"""

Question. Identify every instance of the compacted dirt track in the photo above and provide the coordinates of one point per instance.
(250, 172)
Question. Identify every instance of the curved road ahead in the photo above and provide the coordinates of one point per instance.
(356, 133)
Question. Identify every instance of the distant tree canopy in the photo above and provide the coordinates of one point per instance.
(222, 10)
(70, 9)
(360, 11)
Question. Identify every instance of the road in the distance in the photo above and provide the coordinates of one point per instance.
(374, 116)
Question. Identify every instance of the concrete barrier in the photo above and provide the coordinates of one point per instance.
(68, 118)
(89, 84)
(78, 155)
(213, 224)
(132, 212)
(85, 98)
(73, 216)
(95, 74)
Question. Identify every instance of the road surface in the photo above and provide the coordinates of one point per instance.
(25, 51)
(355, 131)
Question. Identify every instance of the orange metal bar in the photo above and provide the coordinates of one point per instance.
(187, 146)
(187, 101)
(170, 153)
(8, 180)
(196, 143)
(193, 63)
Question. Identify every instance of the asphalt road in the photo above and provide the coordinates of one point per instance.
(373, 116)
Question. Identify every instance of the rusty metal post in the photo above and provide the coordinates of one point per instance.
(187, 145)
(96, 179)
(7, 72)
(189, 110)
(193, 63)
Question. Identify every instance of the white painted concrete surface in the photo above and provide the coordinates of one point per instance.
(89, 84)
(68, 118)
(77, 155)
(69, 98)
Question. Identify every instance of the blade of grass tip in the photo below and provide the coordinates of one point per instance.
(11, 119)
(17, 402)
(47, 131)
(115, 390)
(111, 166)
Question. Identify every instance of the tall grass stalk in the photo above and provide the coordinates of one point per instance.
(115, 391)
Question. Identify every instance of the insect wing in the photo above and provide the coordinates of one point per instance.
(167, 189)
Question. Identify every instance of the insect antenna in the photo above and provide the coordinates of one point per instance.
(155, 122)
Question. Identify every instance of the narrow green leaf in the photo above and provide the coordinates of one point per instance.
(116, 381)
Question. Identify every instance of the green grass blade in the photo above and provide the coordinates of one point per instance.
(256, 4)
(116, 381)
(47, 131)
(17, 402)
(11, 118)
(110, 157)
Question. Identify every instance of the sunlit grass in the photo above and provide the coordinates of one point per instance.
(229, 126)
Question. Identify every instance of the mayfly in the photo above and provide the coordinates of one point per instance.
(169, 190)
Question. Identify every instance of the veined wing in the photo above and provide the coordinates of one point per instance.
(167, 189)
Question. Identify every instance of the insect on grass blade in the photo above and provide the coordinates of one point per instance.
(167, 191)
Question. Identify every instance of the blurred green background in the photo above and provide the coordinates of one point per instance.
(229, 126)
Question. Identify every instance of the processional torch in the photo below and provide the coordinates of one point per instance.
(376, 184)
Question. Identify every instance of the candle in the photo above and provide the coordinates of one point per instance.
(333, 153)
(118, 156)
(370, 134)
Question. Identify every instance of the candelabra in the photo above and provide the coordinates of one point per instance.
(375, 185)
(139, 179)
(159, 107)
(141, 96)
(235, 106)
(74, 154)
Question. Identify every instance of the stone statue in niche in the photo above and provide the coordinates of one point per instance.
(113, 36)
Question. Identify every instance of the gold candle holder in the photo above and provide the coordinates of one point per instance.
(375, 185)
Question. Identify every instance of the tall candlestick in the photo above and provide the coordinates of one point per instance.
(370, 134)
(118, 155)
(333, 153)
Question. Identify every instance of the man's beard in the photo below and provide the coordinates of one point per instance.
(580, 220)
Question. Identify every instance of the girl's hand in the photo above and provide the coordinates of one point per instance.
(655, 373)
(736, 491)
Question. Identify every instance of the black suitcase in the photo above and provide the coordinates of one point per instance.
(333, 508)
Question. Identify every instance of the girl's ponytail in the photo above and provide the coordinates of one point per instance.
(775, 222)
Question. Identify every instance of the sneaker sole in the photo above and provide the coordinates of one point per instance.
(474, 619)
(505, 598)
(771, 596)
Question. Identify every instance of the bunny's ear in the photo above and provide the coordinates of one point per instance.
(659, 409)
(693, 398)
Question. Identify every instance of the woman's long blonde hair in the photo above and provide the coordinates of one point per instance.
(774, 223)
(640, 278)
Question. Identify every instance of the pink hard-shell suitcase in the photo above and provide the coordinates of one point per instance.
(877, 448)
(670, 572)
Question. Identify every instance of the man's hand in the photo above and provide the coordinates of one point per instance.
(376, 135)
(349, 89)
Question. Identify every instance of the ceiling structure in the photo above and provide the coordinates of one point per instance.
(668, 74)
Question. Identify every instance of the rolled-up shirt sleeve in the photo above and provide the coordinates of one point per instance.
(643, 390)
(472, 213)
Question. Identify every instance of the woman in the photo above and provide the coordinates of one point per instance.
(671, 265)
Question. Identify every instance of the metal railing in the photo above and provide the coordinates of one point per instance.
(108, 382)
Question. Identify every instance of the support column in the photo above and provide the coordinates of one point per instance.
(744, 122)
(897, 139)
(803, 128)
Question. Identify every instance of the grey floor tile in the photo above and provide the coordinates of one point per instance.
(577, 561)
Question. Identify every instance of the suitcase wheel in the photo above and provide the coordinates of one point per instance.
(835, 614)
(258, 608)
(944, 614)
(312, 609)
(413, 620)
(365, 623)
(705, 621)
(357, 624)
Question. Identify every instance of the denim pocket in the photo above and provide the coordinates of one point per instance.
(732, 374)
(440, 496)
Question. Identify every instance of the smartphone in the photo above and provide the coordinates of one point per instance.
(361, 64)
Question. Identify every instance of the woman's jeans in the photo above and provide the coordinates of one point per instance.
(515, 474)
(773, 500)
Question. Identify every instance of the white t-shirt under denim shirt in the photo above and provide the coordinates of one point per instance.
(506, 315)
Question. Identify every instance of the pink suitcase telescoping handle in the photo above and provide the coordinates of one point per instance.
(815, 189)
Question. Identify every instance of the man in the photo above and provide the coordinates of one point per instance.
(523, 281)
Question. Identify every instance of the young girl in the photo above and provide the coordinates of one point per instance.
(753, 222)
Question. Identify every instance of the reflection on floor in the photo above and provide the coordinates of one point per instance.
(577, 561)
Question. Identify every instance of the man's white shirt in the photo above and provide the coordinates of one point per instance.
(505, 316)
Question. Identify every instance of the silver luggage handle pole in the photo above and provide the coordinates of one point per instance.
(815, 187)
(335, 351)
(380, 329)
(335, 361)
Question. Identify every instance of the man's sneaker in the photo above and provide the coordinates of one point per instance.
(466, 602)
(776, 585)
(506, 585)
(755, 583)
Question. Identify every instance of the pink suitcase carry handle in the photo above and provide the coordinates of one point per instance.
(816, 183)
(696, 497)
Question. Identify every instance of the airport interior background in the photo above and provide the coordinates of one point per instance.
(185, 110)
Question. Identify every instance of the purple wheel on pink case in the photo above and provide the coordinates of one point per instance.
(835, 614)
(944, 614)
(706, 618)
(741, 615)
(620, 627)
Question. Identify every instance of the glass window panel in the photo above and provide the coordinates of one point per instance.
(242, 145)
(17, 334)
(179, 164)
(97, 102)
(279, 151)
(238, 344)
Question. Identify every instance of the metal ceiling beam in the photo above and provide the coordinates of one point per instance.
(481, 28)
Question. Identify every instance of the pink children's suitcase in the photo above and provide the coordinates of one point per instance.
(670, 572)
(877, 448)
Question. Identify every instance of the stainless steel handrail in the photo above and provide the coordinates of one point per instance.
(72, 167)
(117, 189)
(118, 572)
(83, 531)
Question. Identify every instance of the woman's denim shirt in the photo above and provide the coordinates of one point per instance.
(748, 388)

"""

### EXERCISE AIM
Reproduce exactly, with nothing added, the lines from the one that contains "Question. Identify every instance of the metal ceiling" to the end of the data.

### PROBLEM SOLUTION
Question. Identify every instance of the metal ceiling beam in the photo above and provide the coordinates of one point per instance.
(481, 28)
Question. Identify every instance of the pink children's suitcase in the photo above and provide the coordinates of one point per instance.
(670, 572)
(877, 448)
Question. Identify every instance of the stainless steel handrail in the photo above and provide the coordinates of one point per instance.
(72, 167)
(117, 189)
(118, 572)
(83, 531)
Question. Identify every instance of the woman's denim shirt in the photo above and provide the coordinates of one point per instance.
(748, 388)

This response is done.